Using SQL for GIS analysis with PostGIS

Requirements

PostgreSQL
PostGIS
Postico
QGIS 3
ogr2ogr (for exporting, if applicable)

Data included

Texas schools from Texas Education Agency
Texas school districts from Texas Education Agency
Census Tracts: Shapefiles and ACS data from Census Bureau

Importing shapefiles into PostGIS

Create database and enable PostGIS in your database. From the terminal, run:

  $ createdb postgis_intro
  $ psql --dbname postgis_intro --command "CREATE EXTENSION postgis;"

Determine your project's SRID (see our glossary).

The most popular SRID is usually EPSG:4326 (WGS 84). You can also look up your shapefile's SRID here by uploading your .prj file (which is where the projection information lives).

Our data files are all EPSG:4326.

Use shp2pgsql command to write a SQL file that will contain table and data information for PostgreSQL to upload:

$ shp2pgsql -s <SRID> -I <path to shp file>.shp \
 <new postgres table name> > <path to output sql file>.sql

So our commands to upload all tables will look like:

$ shp2pgsql -s 4326 -I data/schools/schools.shp \
 schools > schools.sql

$ shp2pgsql -s 4326 -I data/school-districts/school-districts.shp \
 districts > school-districts.sql

$ shp2pgsql -s 4326 -I data/census-tracts/census-tracts.shp \
tracts > census-tracts.sql

Then we'll upload the sql file to the database we created:

$ psql --dbname <database> --file <path to output sql file>.sql

Our commands will look like:

$ psql --dbname postgis_intro --file schools.sql

$ psql --dbname postgis_intro --file school-districts.sql

$ psql --dbname postgis_intro --file census-tracts.sql

Viewing tables in QGIS

In the Browser Panel (along left side), right click "PostGIS" and select "New Connection...".

• _Record extracts_:
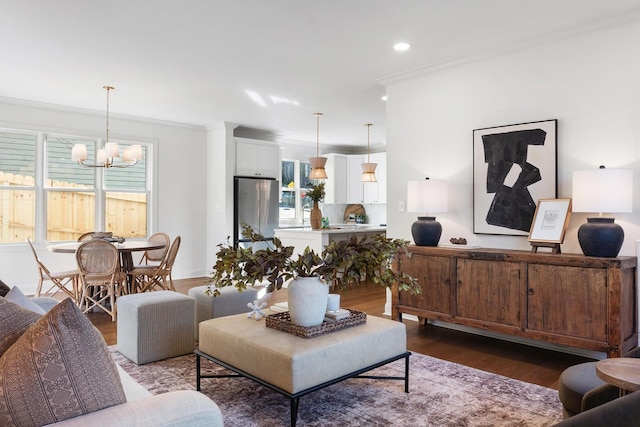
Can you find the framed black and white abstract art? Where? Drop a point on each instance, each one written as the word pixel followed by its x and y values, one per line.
pixel 514 166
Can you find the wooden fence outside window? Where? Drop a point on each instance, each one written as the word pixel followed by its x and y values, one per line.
pixel 70 213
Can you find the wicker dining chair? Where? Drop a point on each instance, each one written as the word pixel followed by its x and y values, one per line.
pixel 151 277
pixel 156 256
pixel 100 276
pixel 60 281
pixel 85 236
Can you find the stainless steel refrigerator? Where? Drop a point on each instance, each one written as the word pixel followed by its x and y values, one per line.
pixel 255 202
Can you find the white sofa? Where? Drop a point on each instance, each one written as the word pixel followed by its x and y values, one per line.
pixel 142 409
pixel 176 408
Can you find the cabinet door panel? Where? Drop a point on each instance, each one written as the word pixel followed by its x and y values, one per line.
pixel 432 273
pixel 568 300
pixel 489 291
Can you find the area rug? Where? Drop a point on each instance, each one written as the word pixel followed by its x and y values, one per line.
pixel 440 394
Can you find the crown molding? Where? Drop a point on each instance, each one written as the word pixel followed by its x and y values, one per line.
pixel 630 17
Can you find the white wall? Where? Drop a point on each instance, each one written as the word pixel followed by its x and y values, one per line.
pixel 590 83
pixel 180 170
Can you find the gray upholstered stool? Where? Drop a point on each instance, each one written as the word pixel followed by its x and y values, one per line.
pixel 580 389
pixel 230 301
pixel 155 325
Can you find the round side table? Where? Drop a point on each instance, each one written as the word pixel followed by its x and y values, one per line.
pixel 622 372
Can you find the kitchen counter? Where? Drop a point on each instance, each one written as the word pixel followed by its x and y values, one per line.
pixel 300 238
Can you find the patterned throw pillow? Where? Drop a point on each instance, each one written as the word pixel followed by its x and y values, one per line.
pixel 4 288
pixel 59 368
pixel 14 321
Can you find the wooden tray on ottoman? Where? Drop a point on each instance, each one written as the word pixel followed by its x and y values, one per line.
pixel 282 322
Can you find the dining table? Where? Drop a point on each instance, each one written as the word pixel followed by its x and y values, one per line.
pixel 125 249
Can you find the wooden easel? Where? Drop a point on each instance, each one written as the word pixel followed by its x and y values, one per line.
pixel 555 247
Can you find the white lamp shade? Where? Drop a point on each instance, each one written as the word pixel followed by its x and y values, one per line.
pixel 603 191
pixel 79 152
pixel 427 196
pixel 369 172
pixel 317 168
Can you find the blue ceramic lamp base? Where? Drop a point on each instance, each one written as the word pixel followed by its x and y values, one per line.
pixel 600 237
pixel 426 231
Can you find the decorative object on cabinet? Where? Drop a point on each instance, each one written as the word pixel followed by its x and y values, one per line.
pixel 343 263
pixel 105 158
pixel 550 223
pixel 602 190
pixel 317 163
pixel 351 211
pixel 316 194
pixel 565 299
pixel 428 196
pixel 368 168
pixel 507 160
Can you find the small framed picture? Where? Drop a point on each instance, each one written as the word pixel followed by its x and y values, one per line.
pixel 550 221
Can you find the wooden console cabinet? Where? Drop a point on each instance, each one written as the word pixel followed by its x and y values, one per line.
pixel 566 299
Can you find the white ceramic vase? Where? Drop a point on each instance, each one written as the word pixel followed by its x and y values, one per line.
pixel 307 300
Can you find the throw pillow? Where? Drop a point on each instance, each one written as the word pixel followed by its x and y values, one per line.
pixel 16 296
pixel 14 321
pixel 4 288
pixel 58 369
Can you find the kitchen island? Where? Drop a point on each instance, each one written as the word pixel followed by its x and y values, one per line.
pixel 300 238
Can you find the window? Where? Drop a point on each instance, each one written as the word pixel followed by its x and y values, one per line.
pixel 295 206
pixel 60 200
pixel 17 186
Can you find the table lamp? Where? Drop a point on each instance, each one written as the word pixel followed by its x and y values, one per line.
pixel 604 191
pixel 427 196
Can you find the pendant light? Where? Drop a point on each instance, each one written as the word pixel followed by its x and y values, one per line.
pixel 317 163
pixel 369 169
pixel 105 157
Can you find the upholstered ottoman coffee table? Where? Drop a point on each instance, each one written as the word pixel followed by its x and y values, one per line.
pixel 295 366
pixel 230 301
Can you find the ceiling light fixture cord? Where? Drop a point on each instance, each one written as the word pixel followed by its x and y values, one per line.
pixel 368 125
pixel 317 133
pixel 108 88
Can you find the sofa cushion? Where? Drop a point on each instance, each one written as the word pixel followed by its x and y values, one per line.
pixel 14 321
pixel 4 288
pixel 58 369
pixel 16 296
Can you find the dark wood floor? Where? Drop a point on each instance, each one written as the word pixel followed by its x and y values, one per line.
pixel 525 363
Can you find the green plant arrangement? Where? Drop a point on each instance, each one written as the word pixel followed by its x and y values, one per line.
pixel 345 263
pixel 317 192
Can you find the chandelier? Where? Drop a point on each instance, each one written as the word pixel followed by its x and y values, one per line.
pixel 369 169
pixel 317 163
pixel 105 158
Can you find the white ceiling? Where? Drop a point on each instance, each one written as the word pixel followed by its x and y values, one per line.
pixel 194 61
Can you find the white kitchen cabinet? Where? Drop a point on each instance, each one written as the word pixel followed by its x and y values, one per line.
pixel 257 160
pixel 336 183
pixel 376 192
pixel 354 183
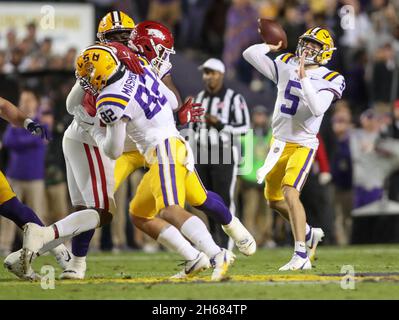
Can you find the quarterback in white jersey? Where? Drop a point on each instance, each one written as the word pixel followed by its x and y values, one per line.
pixel 306 90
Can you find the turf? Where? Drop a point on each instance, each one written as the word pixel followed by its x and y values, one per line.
pixel 138 275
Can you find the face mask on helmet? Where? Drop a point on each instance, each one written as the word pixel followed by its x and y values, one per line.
pixel 161 63
pixel 155 42
pixel 318 44
pixel 313 50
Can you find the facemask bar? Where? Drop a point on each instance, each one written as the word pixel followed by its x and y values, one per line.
pixel 85 84
pixel 316 55
pixel 161 62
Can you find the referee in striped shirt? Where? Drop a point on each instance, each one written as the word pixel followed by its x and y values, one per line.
pixel 215 140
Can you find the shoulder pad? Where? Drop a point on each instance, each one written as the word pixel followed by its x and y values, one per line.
pixel 331 75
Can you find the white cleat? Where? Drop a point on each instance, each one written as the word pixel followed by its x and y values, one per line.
pixel 193 267
pixel 76 270
pixel 297 263
pixel 63 257
pixel 13 262
pixel 221 263
pixel 35 237
pixel 316 236
pixel 244 241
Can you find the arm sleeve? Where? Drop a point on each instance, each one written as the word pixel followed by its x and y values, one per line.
pixel 256 55
pixel 74 98
pixel 321 156
pixel 318 102
pixel 240 120
pixel 112 142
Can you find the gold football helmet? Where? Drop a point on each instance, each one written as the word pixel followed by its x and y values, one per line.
pixel 115 26
pixel 320 36
pixel 96 66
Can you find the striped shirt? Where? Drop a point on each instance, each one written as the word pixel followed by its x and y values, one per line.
pixel 231 110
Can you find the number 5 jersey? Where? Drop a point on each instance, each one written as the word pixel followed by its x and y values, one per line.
pixel 300 104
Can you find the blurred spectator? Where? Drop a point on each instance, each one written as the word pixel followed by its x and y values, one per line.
pixel 384 71
pixel 30 40
pixel 293 25
pixel 25 168
pixel 372 159
pixel 13 65
pixel 316 195
pixel 356 34
pixel 194 12
pixel 56 188
pixel 2 60
pixel 214 27
pixel 257 216
pixel 69 59
pixel 241 32
pixel 165 11
pixel 341 169
pixel 357 92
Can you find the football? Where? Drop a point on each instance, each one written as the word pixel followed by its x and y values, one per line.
pixel 272 32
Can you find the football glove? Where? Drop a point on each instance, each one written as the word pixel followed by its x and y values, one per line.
pixel 36 129
pixel 190 112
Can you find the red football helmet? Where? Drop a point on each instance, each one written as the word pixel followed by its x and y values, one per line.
pixel 155 42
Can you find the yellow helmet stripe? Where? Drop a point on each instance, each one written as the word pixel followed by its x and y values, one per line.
pixel 286 57
pixel 111 101
pixel 315 30
pixel 331 75
pixel 103 48
pixel 143 61
pixel 116 18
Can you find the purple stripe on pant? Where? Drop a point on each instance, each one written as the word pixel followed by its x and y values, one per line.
pixel 303 168
pixel 160 164
pixel 172 172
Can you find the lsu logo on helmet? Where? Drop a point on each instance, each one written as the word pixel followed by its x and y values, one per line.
pixel 95 66
pixel 322 37
pixel 114 21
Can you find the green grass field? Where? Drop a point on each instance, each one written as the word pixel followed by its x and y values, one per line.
pixel 140 275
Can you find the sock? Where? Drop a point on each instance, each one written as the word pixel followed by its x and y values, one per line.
pixel 80 243
pixel 172 239
pixel 53 245
pixel 20 214
pixel 215 208
pixel 77 222
pixel 300 249
pixel 59 249
pixel 195 230
pixel 308 231
pixel 79 260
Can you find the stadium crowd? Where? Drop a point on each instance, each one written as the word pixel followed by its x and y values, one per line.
pixel 358 134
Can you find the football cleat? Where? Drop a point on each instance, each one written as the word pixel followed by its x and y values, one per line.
pixel 316 236
pixel 221 263
pixel 297 263
pixel 63 257
pixel 35 237
pixel 193 267
pixel 244 241
pixel 76 270
pixel 13 262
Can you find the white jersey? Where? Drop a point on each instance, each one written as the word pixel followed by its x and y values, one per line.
pixel 293 121
pixel 146 102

• _Given task_: Copy word for word the part of the PostGIS tutorial above, starting at "Importing shapefiles into" and ending at "(see our glossary).".

• _Output_:
Importing shapefiles into PostGIS

Create database and enable PostGIS in your database. From the terminal, run:

  $ createdb postgis_intro
  $ psql --dbname postgis_intro --command "CREATE EXTENSION postgis;"

Determine your project's SRID (see our glossary).